__WHAT YOU NEED TO DO__. Copy the listing lines starting with the line that contains "Each returned marker MUST sit on an instance of the suspension" and going on through the line that contains "[[751, 408]]", replacing "suspension bridge" with "footbridge" and leaving all else unchanged.

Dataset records

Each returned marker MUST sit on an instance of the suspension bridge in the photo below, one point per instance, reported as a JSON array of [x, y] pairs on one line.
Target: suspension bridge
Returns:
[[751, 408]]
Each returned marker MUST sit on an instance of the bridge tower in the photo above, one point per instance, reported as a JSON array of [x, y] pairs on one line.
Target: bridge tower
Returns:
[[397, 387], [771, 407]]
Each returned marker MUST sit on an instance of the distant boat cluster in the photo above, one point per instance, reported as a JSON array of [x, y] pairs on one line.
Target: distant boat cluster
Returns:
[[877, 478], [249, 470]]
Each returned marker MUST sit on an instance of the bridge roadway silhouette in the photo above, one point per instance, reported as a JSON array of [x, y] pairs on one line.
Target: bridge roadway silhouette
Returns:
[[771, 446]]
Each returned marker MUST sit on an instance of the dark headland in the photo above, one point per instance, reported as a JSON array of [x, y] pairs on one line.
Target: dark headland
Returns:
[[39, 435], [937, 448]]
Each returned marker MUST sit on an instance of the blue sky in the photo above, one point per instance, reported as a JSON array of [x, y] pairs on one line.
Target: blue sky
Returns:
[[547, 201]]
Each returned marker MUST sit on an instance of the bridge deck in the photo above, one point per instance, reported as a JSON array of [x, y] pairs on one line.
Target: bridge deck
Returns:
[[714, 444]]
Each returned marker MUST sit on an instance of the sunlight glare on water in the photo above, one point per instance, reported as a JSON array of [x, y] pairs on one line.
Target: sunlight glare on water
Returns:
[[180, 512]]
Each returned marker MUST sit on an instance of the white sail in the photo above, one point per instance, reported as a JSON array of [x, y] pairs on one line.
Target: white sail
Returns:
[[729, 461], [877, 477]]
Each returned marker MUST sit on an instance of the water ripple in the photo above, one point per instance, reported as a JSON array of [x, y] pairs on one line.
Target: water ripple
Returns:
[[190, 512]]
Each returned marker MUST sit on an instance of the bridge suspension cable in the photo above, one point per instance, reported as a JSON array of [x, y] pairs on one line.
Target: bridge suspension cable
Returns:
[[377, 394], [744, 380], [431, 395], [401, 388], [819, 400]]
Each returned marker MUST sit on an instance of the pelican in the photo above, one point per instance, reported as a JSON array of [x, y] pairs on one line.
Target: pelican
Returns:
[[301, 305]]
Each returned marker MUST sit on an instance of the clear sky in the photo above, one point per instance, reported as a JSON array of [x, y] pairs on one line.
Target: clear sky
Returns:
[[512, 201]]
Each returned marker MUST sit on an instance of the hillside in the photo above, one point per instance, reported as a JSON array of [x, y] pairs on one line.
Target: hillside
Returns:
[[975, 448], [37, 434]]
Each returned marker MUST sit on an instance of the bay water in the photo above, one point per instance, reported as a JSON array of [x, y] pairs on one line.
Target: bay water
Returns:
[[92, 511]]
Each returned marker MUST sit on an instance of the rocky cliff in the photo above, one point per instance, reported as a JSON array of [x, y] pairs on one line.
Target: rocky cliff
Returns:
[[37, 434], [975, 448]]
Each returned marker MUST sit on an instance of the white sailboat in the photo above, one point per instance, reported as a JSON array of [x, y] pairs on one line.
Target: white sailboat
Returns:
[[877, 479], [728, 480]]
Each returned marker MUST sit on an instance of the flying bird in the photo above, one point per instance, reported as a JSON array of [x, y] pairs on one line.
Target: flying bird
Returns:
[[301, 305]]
---
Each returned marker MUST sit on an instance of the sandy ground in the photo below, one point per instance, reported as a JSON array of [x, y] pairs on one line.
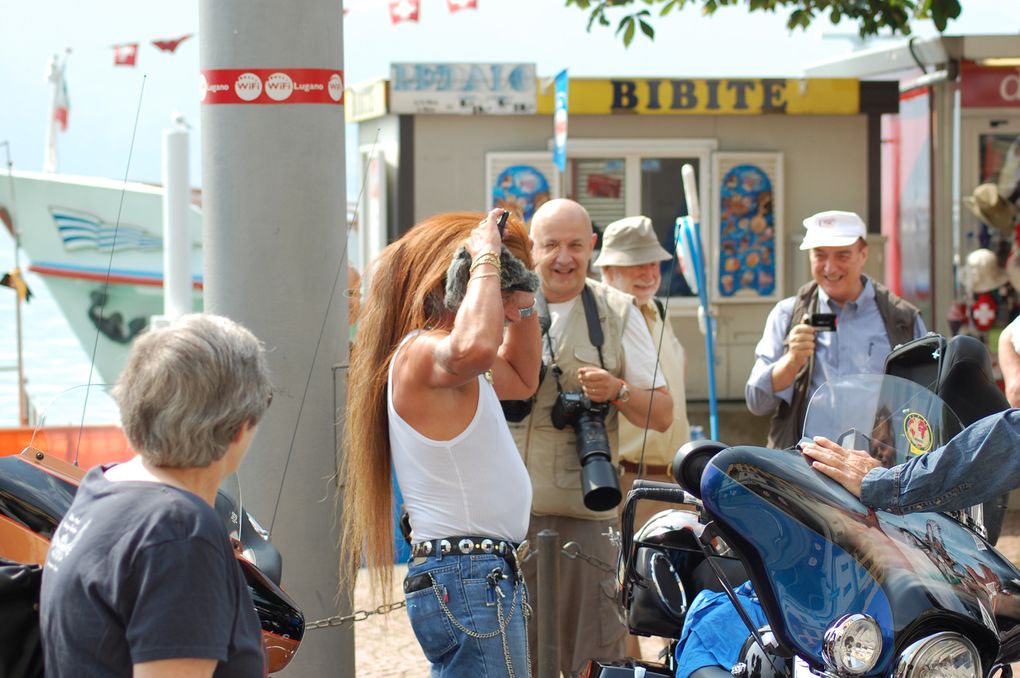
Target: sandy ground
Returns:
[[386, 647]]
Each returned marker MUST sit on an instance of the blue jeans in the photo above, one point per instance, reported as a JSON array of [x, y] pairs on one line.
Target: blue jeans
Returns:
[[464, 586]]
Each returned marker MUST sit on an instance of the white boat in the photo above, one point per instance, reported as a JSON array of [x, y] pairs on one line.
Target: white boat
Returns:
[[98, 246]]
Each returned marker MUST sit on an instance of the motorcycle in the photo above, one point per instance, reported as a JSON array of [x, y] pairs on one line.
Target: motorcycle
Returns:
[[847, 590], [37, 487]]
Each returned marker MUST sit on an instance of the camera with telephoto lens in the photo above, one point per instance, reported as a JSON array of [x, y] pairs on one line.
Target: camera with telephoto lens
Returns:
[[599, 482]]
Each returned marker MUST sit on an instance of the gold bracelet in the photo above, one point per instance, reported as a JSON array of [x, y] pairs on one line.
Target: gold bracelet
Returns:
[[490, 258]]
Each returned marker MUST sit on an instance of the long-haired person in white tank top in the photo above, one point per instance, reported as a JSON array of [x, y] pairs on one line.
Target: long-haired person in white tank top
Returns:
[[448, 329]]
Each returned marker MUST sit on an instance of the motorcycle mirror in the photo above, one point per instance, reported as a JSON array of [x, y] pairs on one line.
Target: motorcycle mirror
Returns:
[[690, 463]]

__RESULT BELOW__.
Each returned marker MUST sit on an instance of the footbridge in the photo below, one point per instance, reported as a JSON array of [x, y] pairs on one line.
Target: footbridge
Returns:
[[751, 408]]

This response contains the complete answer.